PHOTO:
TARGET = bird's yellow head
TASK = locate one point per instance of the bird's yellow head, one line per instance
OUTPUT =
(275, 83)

****************

Task directions
All lines in the data that contain the word "bird" should be copied.

Solution below
TARGET = bird's yellow head
TASK = locate one point per instance of the bird's yellow head, one line per instance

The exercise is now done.